■ Provided information:
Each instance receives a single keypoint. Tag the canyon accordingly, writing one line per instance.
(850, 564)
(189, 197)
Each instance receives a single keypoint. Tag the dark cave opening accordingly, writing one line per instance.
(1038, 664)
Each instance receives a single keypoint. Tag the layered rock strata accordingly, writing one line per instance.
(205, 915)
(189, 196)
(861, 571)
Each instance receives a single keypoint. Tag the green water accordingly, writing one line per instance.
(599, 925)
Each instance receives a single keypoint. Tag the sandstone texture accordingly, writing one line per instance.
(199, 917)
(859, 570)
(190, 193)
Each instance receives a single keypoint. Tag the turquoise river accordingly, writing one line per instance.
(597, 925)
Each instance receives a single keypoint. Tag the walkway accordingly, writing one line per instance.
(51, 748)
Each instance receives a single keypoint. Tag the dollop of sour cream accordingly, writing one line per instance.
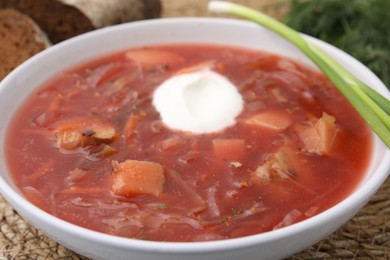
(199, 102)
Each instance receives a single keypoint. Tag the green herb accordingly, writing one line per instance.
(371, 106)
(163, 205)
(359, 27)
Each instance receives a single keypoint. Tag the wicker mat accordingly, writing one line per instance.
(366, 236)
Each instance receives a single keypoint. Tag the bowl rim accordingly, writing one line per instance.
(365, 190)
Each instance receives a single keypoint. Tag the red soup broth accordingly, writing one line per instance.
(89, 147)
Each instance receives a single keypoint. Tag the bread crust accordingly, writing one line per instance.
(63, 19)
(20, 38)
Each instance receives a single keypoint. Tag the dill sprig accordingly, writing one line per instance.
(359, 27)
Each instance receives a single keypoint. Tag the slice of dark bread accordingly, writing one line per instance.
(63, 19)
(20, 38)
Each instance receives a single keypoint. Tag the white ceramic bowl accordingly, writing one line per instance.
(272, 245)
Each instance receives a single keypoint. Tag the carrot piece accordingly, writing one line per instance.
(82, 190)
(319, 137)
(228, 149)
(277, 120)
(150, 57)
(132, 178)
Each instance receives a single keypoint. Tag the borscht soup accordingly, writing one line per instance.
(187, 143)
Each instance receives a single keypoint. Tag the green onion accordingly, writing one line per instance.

■ Instruction: Leave the pictures out and copy the rest of the data exactly.

■ In response:
Each instance receives a single keypoint. Tag the canyon accordingly, writing one line per instance.
(850, 564)
(189, 197)
Each instance receives a single keypoint. Tag the dark cave opening accordingly, writing one line per instance.
(1038, 664)
Each instance receives a single keypoint. Tag the layered rock strata accordingly, writing one line per instance.
(205, 915)
(189, 196)
(861, 571)
Each instance receives a single keypoint. Tag the green water accordingly, writing one line per instance.
(599, 925)
Each instance receives a single keypoint. Tag the sandstone texture accordingly, writing one line per instance.
(199, 917)
(859, 570)
(190, 193)
Each instance receives a single keypoint. Tag the turquoise river accordingly, writing one line per instance.
(597, 925)
Each instance receives a single keypoint. Tag the walkway accordingly, writing one line per instance.
(51, 748)
Each instance receives a single keypoint. Tag the dollop of sour cream accordingly, writing one line per instance.
(199, 102)
Each instance receives a single keypoint. Tag the green herb accordingly, writing one line per instance.
(371, 106)
(163, 205)
(359, 27)
Each instance receives a single keypoint. Tag the wicker mat accordingly, writing one line per instance.
(366, 236)
Each instance receives a single keypoint. Tag the bowl rim accordingly, writing one line per instance.
(365, 190)
Each instance receives a single keypoint. Tag the red soup broth accordingly, writing one line per instance.
(89, 147)
Each instance receives a single keypoint. Tag the bread crust accordingly, writing one line per instance.
(63, 19)
(20, 38)
Each instance receives a single keypoint. Tag the dill sprig accordingly, writing one line per instance.
(359, 27)
Each instance receives a single keypoint. Tag the slice of dark bread accordingly, writing one line per instance.
(63, 19)
(20, 38)
Each instance receives a single keypoint. Tag the white ceramic bowl accordingly, writing one line per instance.
(272, 245)
Each instance receives a single keypoint. Tag the carrot piece accordingly, writing one line per instance.
(82, 190)
(319, 137)
(228, 149)
(277, 120)
(150, 57)
(132, 178)
Each instance receives a single keypoint. Tag the borscht soup accordingly, writing one line per instance.
(187, 143)
Each instance receives a single keypoint. Tag the green onion accordingly, writing one line per instance.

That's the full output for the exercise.